▸ **REQUIREMENT**
Rewrite the material below with every "Target" swapped for "Label", leaving everything else unchanged.

▸ **DATASET CONTENT**
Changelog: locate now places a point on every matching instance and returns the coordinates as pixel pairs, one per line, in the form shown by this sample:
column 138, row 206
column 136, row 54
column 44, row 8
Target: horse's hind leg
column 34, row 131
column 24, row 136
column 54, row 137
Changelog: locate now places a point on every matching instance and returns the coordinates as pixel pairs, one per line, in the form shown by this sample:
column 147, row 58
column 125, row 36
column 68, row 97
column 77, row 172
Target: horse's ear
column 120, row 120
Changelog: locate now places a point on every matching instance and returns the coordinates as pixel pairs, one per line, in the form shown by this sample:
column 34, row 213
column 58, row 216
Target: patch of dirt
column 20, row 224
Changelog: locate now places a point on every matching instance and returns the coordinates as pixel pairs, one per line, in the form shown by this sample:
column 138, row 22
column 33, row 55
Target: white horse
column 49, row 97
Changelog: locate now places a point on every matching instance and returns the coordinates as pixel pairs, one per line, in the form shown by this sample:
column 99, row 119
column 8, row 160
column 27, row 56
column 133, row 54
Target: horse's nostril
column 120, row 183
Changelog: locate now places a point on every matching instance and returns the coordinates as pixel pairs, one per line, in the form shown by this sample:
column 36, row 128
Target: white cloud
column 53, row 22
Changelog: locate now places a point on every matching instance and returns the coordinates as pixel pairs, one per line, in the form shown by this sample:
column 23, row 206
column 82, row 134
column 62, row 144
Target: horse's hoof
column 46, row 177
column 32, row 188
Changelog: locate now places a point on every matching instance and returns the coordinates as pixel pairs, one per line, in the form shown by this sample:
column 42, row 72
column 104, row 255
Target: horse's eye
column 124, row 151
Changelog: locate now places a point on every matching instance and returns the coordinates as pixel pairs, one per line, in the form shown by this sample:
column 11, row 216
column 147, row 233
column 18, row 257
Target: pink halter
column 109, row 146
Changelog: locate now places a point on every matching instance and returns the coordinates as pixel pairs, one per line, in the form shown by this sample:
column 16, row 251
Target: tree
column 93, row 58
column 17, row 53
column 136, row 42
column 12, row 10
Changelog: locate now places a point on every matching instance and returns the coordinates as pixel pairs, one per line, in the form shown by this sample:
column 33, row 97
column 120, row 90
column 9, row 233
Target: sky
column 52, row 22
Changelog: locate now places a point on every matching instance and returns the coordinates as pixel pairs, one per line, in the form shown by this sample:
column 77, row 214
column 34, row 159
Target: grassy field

▸ **EXPECTED ANSWER**
Changelog: locate now places a point on every matching instance and returns the coordinates as pixel pairs, one per line, in the form shown by this sample:
column 138, row 206
column 136, row 54
column 44, row 8
Label: horse's hind leg
column 34, row 131
column 24, row 136
column 54, row 137
Changelog: locate now places a point on every matching instance and returns the coordinates as pixel pairs, one per line, in the form shown by this sample:
column 147, row 58
column 125, row 36
column 68, row 97
column 77, row 172
Label: horse's ear
column 120, row 120
Changelog: locate now places a point on every matching instance and returns the coordinates as pixel pairs, one per line, in the form shown by this sample:
column 34, row 213
column 58, row 216
Label: patch of dirt
column 20, row 224
Changelog: locate now places a point on every matching instance and returns the coordinates as pixel pairs, one per line, in the form shown by this sample:
column 138, row 22
column 33, row 55
Label: white horse
column 49, row 97
Changelog: locate now places a point on every matching instance and returns the coordinates as pixel pairs, one per line, in the form shown by this sample:
column 99, row 119
column 8, row 160
column 27, row 56
column 133, row 54
Label: horse's nostril
column 120, row 183
Changelog: locate now places a point on every matching instance and returns the coordinates as pixel pairs, one per line, in the form shown by this sample:
column 36, row 128
Label: white cloud
column 53, row 22
Changelog: locate now places a point on every matching instance and returns the coordinates as pixel pairs, one per line, in the form shown by this sample:
column 23, row 206
column 82, row 134
column 62, row 144
Label: horse's hoof
column 46, row 177
column 32, row 188
Changelog: locate now places a point on every matching instance and returns the coordinates as pixel pairs, one per line, in the form shown by this sample:
column 42, row 72
column 104, row 255
Label: horse's eye
column 124, row 151
Changelog: locate now places a point on every matching instance and returns the coordinates as pixel pairs, one per line, in the form shown by this sample:
column 11, row 216
column 147, row 233
column 18, row 257
Label: pink halter
column 109, row 146
Changelog: locate now places a point on every matching instance and returns the coordinates as pixel pairs, one per line, in the form shown by this sample:
column 16, row 251
Label: tree
column 93, row 58
column 17, row 53
column 136, row 42
column 12, row 10
Changelog: locate now places a point on every matching instance and returns the coordinates as pixel pairs, one per line, in the form shown by this sample:
column 33, row 97
column 120, row 90
column 9, row 233
Label: sky
column 52, row 22
Changelog: locate now places a point on every matching instance and returns the coordinates as pixel pairs, one per line, in the form shown by this sample:
column 77, row 214
column 34, row 159
Label: grassy field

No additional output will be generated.